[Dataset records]
• • • •
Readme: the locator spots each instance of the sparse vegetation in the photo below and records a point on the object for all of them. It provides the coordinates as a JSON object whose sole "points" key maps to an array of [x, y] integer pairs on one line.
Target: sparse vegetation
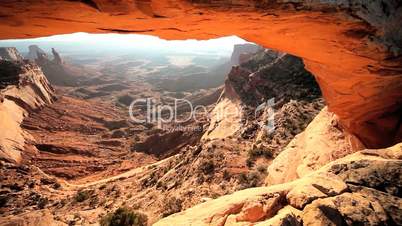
{"points": [[259, 152], [252, 179], [207, 167], [124, 217], [42, 202], [82, 195]]}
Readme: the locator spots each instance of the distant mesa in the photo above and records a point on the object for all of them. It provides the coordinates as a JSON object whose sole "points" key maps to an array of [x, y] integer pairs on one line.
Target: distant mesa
{"points": [[10, 54], [34, 51], [55, 70], [243, 52]]}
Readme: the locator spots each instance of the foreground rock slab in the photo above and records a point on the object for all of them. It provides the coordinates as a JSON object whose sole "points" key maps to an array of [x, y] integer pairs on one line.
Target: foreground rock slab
{"points": [[361, 188]]}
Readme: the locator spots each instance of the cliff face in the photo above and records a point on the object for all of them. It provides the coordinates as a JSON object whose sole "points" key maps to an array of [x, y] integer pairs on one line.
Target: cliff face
{"points": [[343, 192], [10, 53], [54, 69], [352, 47], [23, 89]]}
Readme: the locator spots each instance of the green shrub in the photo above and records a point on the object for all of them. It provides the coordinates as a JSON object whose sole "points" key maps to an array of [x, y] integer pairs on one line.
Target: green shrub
{"points": [[173, 205], [255, 153], [82, 195], [124, 217]]}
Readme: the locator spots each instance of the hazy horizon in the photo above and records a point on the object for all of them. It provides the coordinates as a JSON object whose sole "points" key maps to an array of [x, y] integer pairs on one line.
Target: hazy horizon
{"points": [[120, 44]]}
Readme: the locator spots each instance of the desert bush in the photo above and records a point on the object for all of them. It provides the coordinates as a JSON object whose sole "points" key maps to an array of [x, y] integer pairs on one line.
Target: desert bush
{"points": [[124, 217], [173, 205], [250, 162], [262, 168], [252, 179], [82, 195], [42, 202], [259, 152], [207, 166]]}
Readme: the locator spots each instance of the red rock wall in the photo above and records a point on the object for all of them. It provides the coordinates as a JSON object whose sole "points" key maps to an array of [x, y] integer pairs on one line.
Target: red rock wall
{"points": [[354, 50]]}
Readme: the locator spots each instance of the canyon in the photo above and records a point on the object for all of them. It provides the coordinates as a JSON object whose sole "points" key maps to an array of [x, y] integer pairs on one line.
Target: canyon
{"points": [[334, 69]]}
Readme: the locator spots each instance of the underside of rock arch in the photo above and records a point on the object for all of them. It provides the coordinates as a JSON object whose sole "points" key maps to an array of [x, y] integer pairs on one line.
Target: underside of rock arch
{"points": [[353, 48]]}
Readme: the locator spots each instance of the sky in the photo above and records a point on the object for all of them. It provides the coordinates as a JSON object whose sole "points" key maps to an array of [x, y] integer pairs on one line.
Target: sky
{"points": [[125, 43]]}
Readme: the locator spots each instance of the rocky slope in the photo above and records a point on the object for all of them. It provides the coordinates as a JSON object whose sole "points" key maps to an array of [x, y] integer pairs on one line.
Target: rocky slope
{"points": [[353, 48], [24, 89], [362, 188], [55, 70]]}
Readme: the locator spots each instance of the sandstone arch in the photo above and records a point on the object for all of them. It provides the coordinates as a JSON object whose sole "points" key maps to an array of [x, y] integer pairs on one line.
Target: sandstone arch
{"points": [[353, 49]]}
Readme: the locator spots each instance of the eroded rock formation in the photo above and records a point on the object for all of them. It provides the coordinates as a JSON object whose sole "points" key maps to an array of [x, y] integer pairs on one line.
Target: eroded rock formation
{"points": [[23, 89], [10, 53], [361, 188], [353, 48]]}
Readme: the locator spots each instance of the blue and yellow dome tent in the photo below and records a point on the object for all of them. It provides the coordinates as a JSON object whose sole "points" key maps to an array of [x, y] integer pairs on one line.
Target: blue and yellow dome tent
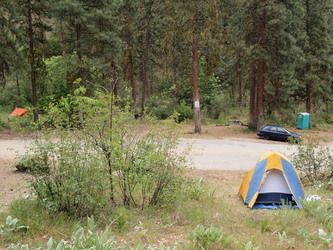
{"points": [[273, 179]]}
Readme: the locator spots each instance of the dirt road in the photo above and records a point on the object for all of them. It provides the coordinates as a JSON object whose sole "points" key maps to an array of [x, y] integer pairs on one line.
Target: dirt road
{"points": [[217, 154]]}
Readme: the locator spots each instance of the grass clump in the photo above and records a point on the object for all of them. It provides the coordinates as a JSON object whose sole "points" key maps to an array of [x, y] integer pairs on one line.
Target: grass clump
{"points": [[209, 238]]}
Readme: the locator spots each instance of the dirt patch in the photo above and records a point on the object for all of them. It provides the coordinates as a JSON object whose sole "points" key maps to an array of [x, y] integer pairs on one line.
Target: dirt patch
{"points": [[13, 184], [237, 132], [7, 134]]}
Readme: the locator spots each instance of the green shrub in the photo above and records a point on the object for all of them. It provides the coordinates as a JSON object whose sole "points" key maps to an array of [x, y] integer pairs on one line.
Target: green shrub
{"points": [[32, 163], [313, 161], [110, 160], [182, 113]]}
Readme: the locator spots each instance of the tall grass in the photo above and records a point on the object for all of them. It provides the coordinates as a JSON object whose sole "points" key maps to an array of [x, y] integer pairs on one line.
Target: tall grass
{"points": [[224, 222]]}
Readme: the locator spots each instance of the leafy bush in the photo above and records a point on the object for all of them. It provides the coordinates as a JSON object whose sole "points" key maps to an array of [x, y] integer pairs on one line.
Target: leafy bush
{"points": [[314, 162], [32, 163], [11, 226], [112, 159], [209, 238], [182, 113]]}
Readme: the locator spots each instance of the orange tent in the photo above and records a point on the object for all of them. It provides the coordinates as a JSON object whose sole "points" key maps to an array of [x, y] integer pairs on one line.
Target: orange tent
{"points": [[19, 112]]}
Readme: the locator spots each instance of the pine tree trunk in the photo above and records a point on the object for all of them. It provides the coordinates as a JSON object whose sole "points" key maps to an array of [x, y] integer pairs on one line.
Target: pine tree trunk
{"points": [[307, 85], [144, 74], [33, 68], [253, 84], [196, 102], [261, 72], [308, 98], [133, 85]]}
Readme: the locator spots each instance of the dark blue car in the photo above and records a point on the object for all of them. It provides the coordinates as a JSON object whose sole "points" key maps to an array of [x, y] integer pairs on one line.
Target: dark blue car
{"points": [[275, 132]]}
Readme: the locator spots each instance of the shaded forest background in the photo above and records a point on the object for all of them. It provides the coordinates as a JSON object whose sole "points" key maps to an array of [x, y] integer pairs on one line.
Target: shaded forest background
{"points": [[271, 57]]}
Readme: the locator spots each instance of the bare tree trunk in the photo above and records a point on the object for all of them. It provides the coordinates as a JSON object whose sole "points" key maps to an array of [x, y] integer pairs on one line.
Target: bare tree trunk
{"points": [[253, 111], [307, 85], [133, 85], [240, 93], [33, 70], [144, 74], [308, 98], [261, 72], [196, 102]]}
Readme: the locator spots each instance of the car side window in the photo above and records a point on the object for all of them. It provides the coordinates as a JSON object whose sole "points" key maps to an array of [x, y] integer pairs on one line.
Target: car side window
{"points": [[273, 129], [281, 130]]}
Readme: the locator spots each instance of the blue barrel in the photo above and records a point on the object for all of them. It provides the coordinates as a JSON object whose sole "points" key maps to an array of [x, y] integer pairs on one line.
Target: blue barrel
{"points": [[303, 120]]}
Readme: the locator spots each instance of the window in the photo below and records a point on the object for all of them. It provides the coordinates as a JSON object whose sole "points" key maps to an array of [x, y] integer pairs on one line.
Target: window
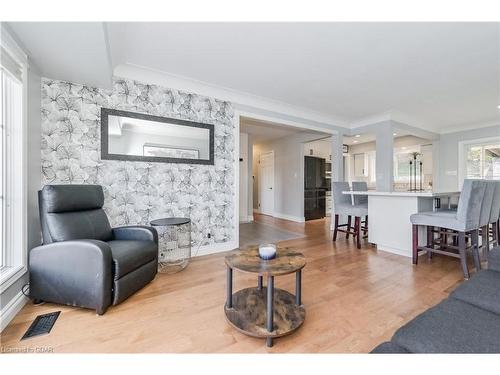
{"points": [[483, 161], [402, 159], [12, 160]]}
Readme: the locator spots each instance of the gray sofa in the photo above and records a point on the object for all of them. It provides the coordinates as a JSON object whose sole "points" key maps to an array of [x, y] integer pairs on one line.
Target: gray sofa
{"points": [[83, 261], [468, 321]]}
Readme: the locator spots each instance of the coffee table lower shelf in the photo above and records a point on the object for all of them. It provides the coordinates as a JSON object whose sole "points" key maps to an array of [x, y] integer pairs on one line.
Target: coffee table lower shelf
{"points": [[248, 313]]}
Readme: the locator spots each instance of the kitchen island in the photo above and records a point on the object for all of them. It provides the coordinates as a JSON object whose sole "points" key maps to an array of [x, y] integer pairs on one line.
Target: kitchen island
{"points": [[389, 225]]}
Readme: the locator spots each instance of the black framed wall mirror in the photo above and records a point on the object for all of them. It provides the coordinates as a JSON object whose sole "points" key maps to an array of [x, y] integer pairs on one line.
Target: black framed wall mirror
{"points": [[140, 137]]}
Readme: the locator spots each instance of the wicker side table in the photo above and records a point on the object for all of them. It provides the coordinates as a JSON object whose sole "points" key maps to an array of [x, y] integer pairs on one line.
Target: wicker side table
{"points": [[174, 243]]}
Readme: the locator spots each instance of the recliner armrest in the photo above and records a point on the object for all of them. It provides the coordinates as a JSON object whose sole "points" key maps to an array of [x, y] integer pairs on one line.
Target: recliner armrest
{"points": [[494, 259], [136, 232], [77, 273]]}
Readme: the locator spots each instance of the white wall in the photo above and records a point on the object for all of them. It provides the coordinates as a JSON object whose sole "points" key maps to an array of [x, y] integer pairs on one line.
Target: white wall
{"points": [[370, 147], [245, 165], [288, 174], [449, 153]]}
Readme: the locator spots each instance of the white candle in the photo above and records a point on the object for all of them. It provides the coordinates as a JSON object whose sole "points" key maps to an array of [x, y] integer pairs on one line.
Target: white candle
{"points": [[267, 251]]}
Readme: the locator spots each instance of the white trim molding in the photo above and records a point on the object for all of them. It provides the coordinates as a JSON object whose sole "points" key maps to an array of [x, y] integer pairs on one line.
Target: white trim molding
{"points": [[297, 219], [215, 248], [11, 309], [239, 99]]}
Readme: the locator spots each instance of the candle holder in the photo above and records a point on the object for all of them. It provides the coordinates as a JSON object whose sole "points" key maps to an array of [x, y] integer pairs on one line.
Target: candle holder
{"points": [[267, 251]]}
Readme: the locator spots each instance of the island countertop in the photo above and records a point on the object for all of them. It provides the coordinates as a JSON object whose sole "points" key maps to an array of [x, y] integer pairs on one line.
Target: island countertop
{"points": [[423, 194], [389, 212]]}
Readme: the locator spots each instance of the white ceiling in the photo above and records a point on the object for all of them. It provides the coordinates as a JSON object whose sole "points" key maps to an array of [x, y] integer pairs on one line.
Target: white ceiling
{"points": [[370, 137], [440, 74], [76, 52], [264, 131]]}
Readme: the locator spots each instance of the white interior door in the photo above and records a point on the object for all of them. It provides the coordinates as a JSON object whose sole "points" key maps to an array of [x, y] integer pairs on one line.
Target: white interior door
{"points": [[266, 185]]}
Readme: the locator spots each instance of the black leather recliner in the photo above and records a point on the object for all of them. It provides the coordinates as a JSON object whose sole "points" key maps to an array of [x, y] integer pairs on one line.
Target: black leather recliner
{"points": [[83, 261]]}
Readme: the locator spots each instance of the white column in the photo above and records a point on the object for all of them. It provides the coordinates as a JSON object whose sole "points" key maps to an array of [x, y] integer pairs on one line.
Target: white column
{"points": [[384, 156], [337, 158]]}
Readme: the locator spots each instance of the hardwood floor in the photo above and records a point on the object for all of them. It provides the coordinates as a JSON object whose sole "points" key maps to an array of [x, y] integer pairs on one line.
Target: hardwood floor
{"points": [[354, 300]]}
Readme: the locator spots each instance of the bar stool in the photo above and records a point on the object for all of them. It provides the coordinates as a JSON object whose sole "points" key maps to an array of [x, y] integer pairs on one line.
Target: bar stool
{"points": [[492, 226], [361, 200], [342, 205], [464, 220]]}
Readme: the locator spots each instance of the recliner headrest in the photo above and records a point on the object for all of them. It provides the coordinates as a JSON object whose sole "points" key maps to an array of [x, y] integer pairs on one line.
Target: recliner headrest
{"points": [[67, 198]]}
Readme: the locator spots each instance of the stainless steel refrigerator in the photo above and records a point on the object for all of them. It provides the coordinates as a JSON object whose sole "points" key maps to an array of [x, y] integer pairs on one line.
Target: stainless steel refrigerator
{"points": [[315, 188]]}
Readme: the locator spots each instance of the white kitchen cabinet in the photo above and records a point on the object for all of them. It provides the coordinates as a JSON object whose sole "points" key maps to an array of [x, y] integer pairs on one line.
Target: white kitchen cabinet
{"points": [[360, 167]]}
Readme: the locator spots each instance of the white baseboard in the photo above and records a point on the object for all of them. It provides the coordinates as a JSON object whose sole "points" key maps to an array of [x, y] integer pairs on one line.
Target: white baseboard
{"points": [[11, 309], [297, 219], [393, 250], [214, 248], [246, 219]]}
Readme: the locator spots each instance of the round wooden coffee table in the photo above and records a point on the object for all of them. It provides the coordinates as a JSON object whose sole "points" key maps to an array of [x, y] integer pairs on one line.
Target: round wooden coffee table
{"points": [[266, 312]]}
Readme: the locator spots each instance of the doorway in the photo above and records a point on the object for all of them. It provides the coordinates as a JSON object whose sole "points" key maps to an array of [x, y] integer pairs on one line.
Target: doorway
{"points": [[266, 183]]}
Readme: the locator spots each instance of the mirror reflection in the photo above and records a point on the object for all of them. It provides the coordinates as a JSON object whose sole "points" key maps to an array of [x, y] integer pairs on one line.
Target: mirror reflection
{"points": [[134, 136]]}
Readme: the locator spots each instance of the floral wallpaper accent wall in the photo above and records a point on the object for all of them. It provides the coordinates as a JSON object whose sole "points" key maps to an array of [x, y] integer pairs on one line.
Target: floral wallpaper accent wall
{"points": [[138, 192]]}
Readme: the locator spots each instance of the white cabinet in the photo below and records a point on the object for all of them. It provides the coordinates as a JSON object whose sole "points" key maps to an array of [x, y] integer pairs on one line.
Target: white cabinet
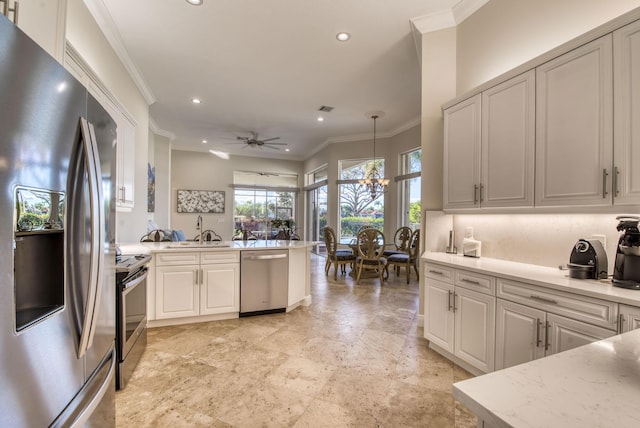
{"points": [[462, 154], [626, 153], [489, 147], [219, 290], [126, 127], [519, 334], [190, 284], [508, 143], [533, 322], [44, 21], [574, 127], [629, 318], [177, 291], [460, 314], [474, 328], [439, 316]]}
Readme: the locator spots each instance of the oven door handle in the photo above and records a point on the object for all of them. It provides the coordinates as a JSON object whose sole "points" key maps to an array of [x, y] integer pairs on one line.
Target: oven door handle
{"points": [[131, 285]]}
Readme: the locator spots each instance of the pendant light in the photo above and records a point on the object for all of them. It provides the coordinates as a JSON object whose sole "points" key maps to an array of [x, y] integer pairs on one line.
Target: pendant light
{"points": [[374, 183]]}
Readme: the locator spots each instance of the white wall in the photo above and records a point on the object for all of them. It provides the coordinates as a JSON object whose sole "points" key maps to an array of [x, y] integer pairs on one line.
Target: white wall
{"points": [[506, 33], [84, 34], [204, 171], [390, 148]]}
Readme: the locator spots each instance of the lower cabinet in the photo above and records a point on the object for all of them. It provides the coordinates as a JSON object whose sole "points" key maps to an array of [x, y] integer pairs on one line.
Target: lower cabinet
{"points": [[525, 333], [629, 318], [209, 287], [459, 319]]}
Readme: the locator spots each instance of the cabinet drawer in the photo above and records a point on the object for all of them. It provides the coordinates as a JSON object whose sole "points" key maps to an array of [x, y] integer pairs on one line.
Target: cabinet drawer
{"points": [[439, 272], [581, 308], [475, 281], [220, 257], [177, 258]]}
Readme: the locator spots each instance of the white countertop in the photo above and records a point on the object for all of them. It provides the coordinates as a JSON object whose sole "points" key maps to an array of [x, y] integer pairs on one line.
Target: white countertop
{"points": [[539, 275], [154, 247], [596, 385]]}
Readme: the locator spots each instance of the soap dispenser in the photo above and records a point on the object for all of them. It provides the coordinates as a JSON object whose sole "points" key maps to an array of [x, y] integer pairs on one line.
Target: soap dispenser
{"points": [[470, 246]]}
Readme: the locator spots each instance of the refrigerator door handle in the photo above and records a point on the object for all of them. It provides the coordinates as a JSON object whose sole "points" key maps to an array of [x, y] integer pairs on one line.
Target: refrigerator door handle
{"points": [[83, 406], [94, 175]]}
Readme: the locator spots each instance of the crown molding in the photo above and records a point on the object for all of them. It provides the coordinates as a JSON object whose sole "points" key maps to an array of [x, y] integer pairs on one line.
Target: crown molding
{"points": [[153, 126], [100, 13]]}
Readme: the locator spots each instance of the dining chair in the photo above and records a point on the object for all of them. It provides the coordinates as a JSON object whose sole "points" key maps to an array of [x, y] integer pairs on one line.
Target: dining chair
{"points": [[401, 241], [406, 259], [336, 257], [369, 243]]}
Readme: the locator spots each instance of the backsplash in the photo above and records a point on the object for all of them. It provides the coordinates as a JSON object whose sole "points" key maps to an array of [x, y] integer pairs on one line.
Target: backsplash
{"points": [[540, 239]]}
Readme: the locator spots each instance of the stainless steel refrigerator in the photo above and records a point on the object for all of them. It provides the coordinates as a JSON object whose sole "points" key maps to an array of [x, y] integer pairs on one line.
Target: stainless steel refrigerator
{"points": [[57, 280]]}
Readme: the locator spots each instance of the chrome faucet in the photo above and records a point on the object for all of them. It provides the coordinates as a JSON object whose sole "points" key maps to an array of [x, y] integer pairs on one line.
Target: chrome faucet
{"points": [[199, 227]]}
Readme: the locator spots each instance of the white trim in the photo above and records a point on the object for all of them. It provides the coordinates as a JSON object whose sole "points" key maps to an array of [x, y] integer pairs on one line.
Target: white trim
{"points": [[153, 126], [100, 13], [73, 55]]}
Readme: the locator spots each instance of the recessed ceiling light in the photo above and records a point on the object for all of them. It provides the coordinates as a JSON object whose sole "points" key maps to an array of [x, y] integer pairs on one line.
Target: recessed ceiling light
{"points": [[221, 155]]}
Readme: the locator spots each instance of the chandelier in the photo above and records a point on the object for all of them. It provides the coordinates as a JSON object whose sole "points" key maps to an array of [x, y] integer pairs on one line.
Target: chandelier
{"points": [[374, 184]]}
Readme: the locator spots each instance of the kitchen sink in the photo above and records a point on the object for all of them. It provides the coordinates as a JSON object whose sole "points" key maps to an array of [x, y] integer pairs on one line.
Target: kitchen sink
{"points": [[194, 244]]}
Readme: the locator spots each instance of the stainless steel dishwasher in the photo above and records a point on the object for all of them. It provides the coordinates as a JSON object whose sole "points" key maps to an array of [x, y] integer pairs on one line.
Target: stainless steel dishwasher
{"points": [[264, 282]]}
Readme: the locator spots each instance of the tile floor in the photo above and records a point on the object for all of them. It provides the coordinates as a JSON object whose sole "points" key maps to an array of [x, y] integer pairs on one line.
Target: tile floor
{"points": [[354, 358]]}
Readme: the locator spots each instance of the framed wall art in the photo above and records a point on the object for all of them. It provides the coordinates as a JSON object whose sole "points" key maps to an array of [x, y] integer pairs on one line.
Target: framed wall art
{"points": [[201, 201]]}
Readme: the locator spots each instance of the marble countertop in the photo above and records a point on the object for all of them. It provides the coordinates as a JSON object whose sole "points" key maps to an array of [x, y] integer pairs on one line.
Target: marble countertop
{"points": [[595, 385], [542, 276], [154, 247]]}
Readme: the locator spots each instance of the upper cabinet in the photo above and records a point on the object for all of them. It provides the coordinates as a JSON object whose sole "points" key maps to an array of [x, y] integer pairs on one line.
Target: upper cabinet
{"points": [[574, 138], [462, 154], [43, 21], [508, 143], [563, 133], [489, 147], [126, 127], [626, 152]]}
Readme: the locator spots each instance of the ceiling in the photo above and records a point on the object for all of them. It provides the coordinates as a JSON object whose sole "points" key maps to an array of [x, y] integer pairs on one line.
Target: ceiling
{"points": [[268, 66]]}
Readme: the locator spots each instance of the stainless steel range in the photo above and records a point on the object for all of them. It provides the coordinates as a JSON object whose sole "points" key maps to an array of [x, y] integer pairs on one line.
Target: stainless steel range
{"points": [[131, 313]]}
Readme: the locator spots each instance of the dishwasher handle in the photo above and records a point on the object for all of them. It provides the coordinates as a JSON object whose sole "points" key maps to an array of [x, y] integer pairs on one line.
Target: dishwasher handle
{"points": [[266, 257]]}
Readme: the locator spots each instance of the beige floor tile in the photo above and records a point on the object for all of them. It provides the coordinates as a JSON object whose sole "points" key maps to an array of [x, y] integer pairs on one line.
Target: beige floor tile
{"points": [[354, 358]]}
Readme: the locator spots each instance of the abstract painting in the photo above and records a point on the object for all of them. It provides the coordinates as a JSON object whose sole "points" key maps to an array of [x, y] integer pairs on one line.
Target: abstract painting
{"points": [[200, 201]]}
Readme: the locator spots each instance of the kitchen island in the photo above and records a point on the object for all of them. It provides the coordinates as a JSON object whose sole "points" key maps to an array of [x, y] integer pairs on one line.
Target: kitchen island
{"points": [[191, 282], [596, 385]]}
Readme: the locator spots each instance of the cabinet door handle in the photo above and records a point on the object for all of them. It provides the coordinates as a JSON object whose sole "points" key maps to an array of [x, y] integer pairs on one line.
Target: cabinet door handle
{"points": [[615, 178], [546, 336], [543, 299], [620, 323]]}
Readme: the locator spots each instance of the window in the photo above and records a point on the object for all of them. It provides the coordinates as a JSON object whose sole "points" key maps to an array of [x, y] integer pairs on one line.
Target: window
{"points": [[357, 206], [409, 189], [255, 206]]}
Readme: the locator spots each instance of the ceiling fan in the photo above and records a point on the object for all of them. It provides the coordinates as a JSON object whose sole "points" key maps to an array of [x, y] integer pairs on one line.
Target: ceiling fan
{"points": [[255, 142]]}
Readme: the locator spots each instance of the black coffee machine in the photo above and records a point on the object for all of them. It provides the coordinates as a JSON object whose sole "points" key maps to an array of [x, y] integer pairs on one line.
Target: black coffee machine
{"points": [[626, 271]]}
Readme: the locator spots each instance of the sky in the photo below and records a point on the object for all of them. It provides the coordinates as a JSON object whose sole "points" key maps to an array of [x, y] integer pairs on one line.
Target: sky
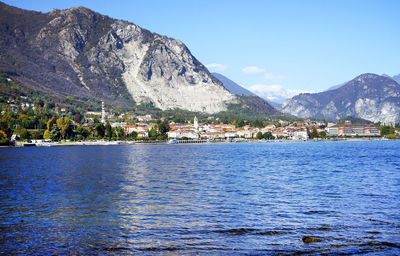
• • • •
Search the lines above for the string "below" and copy each line that has it.

Readme: the locator spots each instance of the sparse vegetation in the photo below and records a point on the object for all of them. It provides the coordinates as a JSON object whose sole "points" key maps to an array of [x, y] integer pairs on one line.
Readme: the locator spots each instance of the blue and yellow dome tent in the photo below and records a point on the object for all of them. It provides the coordinates as a JSON object whose sole "points" key maps to an array of [x, y] integer pairs on one line.
Readme: the locator spots each instance of the window in the photo below and records a point on the object for all of them. It provides the coordinates as a JSON object whose sole "points" key maps to an array of [x, y] integer pairs on one line.
Readme: the locator spots each instance of the white cabinet in the photo below and records a point on the object for all of them. It provides the coordinates as a JSON object whose sole "points" key maps to an array of [x, y] integer pairs on one line.
Readme: the locator spots each instance of the sky in the photo below and records a point on the object for all of them. It provides the coordinates as a JSON object whose sole "points" key maps to an array of [x, y] integer pairs on one line.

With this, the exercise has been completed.